Saved data entries:
################
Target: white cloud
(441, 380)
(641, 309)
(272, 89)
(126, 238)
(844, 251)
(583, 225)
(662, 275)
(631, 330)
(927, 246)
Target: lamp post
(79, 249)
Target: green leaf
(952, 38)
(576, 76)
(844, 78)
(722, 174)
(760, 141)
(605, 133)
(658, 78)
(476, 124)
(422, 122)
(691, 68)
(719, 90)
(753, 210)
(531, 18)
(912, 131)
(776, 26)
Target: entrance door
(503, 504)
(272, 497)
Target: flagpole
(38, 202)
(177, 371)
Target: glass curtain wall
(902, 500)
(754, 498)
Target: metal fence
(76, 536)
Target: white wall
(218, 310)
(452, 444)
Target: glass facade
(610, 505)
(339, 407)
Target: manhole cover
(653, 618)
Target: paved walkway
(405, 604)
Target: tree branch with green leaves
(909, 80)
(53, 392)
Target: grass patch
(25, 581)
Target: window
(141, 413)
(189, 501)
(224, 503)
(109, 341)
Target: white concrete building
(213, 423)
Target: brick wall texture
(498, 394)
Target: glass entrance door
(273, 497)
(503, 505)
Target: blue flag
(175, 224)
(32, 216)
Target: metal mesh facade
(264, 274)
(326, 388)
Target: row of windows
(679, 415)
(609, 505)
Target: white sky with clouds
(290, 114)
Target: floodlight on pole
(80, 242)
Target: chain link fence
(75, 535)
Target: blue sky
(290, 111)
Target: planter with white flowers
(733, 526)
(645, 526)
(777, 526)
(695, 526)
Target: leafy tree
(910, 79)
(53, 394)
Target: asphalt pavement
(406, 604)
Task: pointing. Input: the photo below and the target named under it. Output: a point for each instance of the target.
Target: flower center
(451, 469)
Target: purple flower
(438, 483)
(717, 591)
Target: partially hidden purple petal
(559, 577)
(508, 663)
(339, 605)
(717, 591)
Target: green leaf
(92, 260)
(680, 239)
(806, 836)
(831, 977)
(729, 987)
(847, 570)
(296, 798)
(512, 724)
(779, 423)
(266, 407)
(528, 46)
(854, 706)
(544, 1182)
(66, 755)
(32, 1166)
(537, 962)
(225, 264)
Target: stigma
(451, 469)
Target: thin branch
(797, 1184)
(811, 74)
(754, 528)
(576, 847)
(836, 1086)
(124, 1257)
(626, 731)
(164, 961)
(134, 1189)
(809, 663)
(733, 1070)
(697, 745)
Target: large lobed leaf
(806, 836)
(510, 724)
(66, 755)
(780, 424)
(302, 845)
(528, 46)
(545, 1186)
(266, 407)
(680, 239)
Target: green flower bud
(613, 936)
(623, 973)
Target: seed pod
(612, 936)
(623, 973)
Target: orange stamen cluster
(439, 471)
################
What needs to be done => Reproduce all of the items above word for word, keeping their original order.

Correct result =>
Target: white cloud
(441, 380)
(641, 309)
(272, 89)
(126, 238)
(844, 251)
(583, 225)
(662, 275)
(631, 330)
(927, 246)
Target: lamp post
(79, 249)
Target: green leaf
(952, 38)
(576, 76)
(844, 78)
(722, 174)
(760, 141)
(605, 133)
(658, 78)
(476, 124)
(422, 122)
(691, 68)
(719, 90)
(753, 210)
(531, 18)
(912, 131)
(776, 26)
Target: entrance door
(503, 504)
(272, 497)
Target: flagpole
(38, 202)
(177, 371)
Target: glass curtain wall
(902, 500)
(754, 498)
Target: metal fence
(76, 536)
Target: white wall
(218, 310)
(452, 444)
Target: glass facade
(610, 505)
(339, 407)
Target: manhole cover
(653, 618)
Target: paved walkway
(405, 604)
Target: tree branch with green leaves
(909, 80)
(53, 392)
Target: grass patch
(25, 581)
Target: window
(141, 413)
(189, 501)
(224, 503)
(109, 341)
Target: white concrete building
(213, 423)
Target: brick wall texture
(498, 394)
Target: glass entrance door
(273, 497)
(503, 505)
Target: blue flag
(175, 224)
(32, 216)
Target: metal mesh facade
(264, 274)
(326, 388)
Target: row of windows
(679, 415)
(609, 505)
Target: white sky with clouds
(290, 114)
Target: floodlight on pole
(80, 242)
Target: chain link fence
(75, 535)
Target: blue sky
(290, 111)
Target: planter with white flowers
(733, 526)
(645, 526)
(777, 526)
(695, 526)
Target: leafy tree
(910, 79)
(53, 394)
Target: asphalt pavement
(406, 604)
Task: pointing. Input: the photo below and the target named under it. Output: a point for each instance of the target.
Target: flower center
(451, 469)
Target: purple flower
(438, 483)
(717, 591)
Target: partially hidden purple petal
(559, 577)
(508, 663)
(339, 605)
(717, 591)
Target: green leaf
(92, 260)
(680, 239)
(806, 836)
(831, 977)
(729, 987)
(847, 570)
(296, 798)
(512, 724)
(779, 423)
(266, 407)
(528, 46)
(854, 706)
(544, 1182)
(66, 755)
(32, 1166)
(537, 962)
(225, 264)
Target: stigma
(451, 469)
Target: thin branch
(797, 1184)
(811, 74)
(754, 528)
(576, 847)
(836, 1086)
(124, 1257)
(626, 731)
(164, 961)
(134, 1189)
(809, 663)
(733, 1070)
(697, 745)
Target: large lobed leaf
(806, 836)
(510, 724)
(66, 755)
(780, 424)
(302, 845)
(528, 46)
(545, 1186)
(266, 407)
(680, 239)
Target: green flower bud
(613, 936)
(623, 973)
Target: seed pod
(612, 936)
(623, 973)
Target: orange stamen cluster
(439, 471)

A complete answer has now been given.